→ **Brief A**
According to the text on Unix security tools, what kind of passwords is Crack designed to find?
→ **Brief B**
Reproduce word for word the part of the text on Unix security tools that opens with the words containing "Crack is a freely" and closes with "what it does.".

→ **Quoted text**
====
All of the programs merely warn the user of a potential problem -- COPS DOES NOT ATTEMPT TO CORRECT OR EXPLOIT ANY OF THE POTENTIAL PROBLEMS IT FINDS! COPS either mails or creates a file (user selectable) of any of the problems it finds while running on your system. Because COPS does not correct potential hazards it finds, it does _not_ have to be run by a privileged account (i.e. root or whomever.)

Crack

The following is taken from the Crack documentation

Crack is a freely available program designed to find standard Unix eight-character DES encrypted passwords by standard guessing techniques. It is written to be flexible, configurable and fast, and to be able to make use of several networked hosts via the Berkeley rsh program (or similar), where possible.

Satan

The following is taken from the Satan documentation and explains what it does.

SATAN is a tool to help Systems Administrators. It recognises several common networking-related security problems, and reports the problems without actually exploiting them.

For each type or problem found, SATAN offers a tutorial that explains the problem and what its impact could be. The tutorial also explains what can be done about the problem: correct an error in a configuration file, install a bugfix from the vendor, use other means to restrict access, or simply disable service.
====
→ **Data segment**

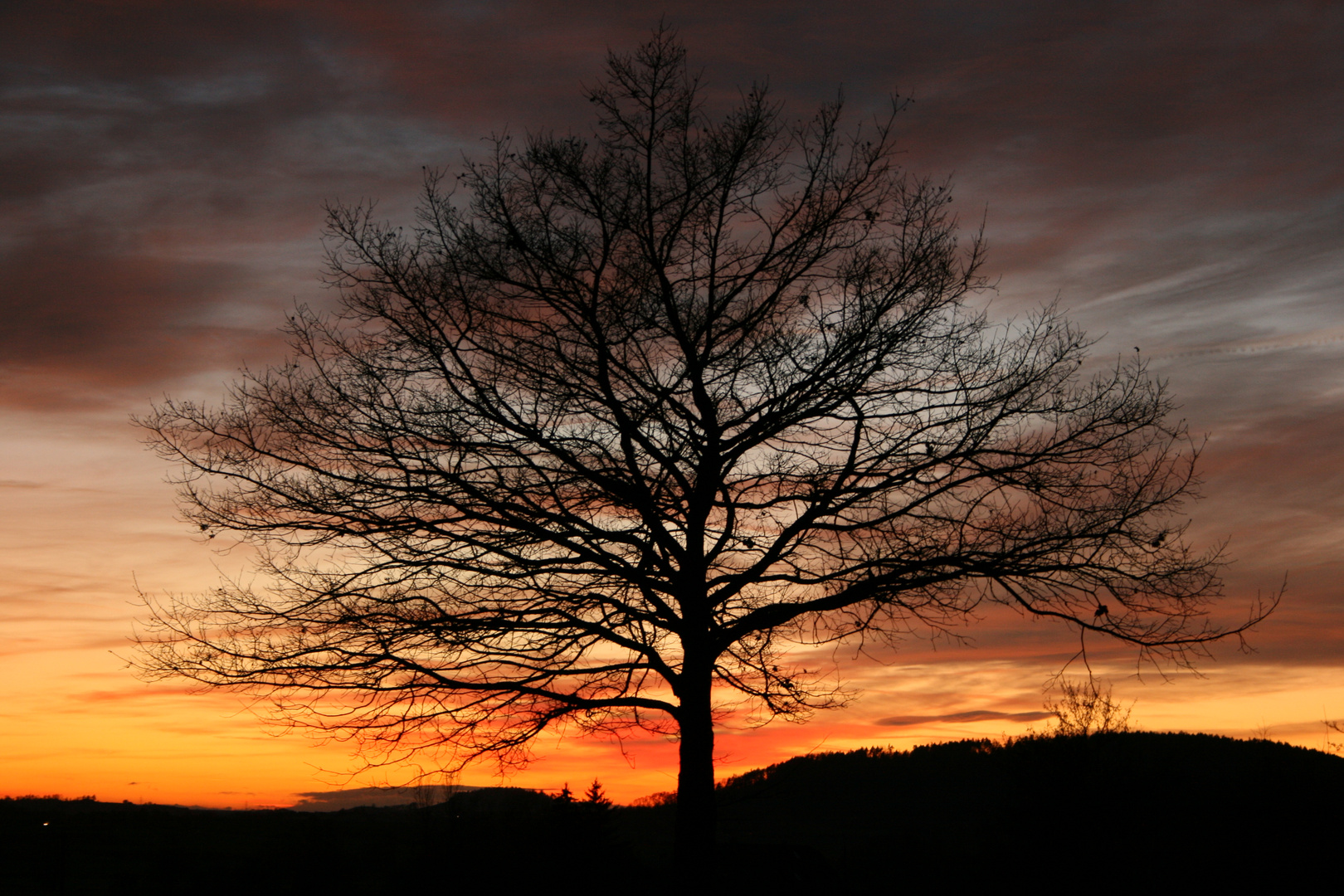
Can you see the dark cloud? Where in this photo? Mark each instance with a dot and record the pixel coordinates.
====
→ **Exercise response A**
Standard Unix eight-character DES encrypted passwords.

→ **Exercise response B**
Crack is a freely available program designed to find standard Unix eight-character DES encrypted passwords by standard guessing techniques. It is written to be flexible, configurable and fast, and to be able to make use of several networked hosts via the Berkeley rsh program (or similar), where possible.

Satan

The following is taken from the Satan documentation and explains what it does.